**Directions**:
Count the lines in the records below that contain the string "target", treating uppercase and lowercase as different, and reply with the number alone.

━━━ Record set ━━━

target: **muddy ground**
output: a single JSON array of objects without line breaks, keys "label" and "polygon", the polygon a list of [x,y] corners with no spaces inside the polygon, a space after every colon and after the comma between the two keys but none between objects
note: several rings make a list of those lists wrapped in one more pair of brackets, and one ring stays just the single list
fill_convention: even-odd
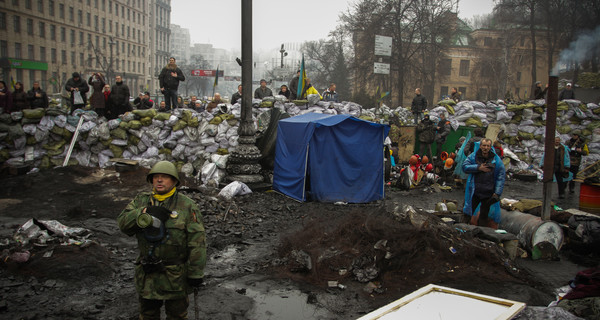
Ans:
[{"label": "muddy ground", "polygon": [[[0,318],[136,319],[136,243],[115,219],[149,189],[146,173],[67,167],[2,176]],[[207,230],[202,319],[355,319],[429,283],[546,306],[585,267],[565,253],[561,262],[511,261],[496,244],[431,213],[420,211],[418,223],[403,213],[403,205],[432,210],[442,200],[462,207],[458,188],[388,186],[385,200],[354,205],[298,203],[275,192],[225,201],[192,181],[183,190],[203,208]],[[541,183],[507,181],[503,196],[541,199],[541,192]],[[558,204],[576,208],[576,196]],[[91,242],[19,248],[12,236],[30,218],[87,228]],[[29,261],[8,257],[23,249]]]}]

━━━
━━━ Record set ━━━

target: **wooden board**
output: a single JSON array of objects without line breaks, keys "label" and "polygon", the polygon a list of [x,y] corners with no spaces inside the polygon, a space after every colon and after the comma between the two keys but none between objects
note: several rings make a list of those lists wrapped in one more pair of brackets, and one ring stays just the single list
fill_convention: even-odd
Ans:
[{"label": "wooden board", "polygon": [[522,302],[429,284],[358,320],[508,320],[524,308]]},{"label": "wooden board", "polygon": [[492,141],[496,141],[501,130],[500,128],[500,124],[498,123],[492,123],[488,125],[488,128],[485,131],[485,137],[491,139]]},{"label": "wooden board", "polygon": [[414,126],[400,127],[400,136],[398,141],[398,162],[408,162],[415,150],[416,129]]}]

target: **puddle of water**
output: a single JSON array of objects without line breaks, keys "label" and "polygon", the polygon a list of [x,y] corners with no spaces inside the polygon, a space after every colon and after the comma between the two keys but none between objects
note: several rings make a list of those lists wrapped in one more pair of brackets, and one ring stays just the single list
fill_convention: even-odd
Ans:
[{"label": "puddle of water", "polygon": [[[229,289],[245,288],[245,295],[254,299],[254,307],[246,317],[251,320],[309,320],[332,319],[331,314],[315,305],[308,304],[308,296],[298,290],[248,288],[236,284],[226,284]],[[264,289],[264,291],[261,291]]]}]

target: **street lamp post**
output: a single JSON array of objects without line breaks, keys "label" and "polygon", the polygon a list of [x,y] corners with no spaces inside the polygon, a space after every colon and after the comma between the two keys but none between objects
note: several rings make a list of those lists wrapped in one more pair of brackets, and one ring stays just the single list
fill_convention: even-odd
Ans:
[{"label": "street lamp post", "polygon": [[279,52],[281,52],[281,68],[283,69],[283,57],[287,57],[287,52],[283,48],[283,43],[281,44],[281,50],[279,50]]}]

━━━
━━━ Record set ━━━

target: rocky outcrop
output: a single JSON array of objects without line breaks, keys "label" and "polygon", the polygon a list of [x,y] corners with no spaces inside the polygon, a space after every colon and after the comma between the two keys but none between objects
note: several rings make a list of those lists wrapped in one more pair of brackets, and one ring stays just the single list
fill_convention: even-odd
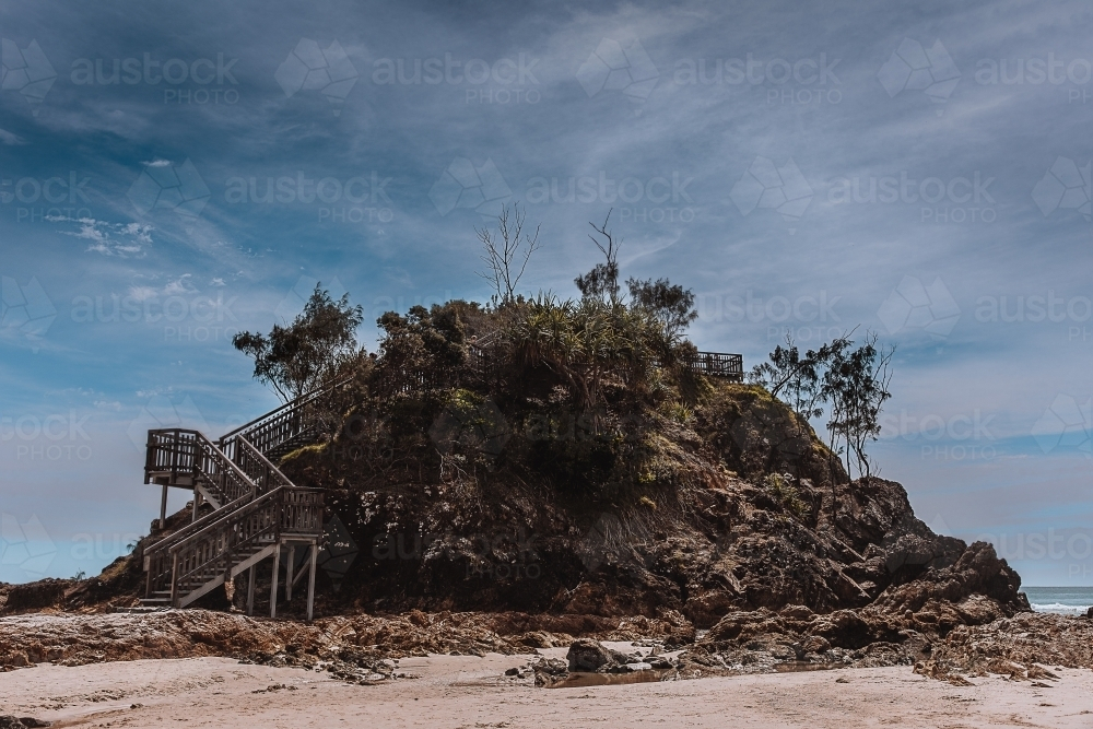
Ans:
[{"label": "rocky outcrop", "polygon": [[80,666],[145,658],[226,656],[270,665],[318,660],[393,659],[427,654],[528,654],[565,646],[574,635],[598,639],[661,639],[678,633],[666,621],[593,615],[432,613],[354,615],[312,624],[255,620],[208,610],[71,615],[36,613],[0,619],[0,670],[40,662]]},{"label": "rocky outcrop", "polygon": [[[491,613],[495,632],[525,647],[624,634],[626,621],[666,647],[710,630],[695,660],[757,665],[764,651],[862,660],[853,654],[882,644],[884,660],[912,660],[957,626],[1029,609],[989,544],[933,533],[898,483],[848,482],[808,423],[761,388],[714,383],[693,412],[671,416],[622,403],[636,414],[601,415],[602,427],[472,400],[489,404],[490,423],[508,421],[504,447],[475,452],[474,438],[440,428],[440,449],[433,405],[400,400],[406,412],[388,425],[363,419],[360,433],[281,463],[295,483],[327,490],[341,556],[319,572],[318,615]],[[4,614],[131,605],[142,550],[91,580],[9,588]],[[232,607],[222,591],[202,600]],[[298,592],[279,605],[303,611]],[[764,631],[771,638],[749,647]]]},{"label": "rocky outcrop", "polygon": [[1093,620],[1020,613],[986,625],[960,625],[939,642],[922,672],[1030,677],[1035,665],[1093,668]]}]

━━━

**Written answer**:
5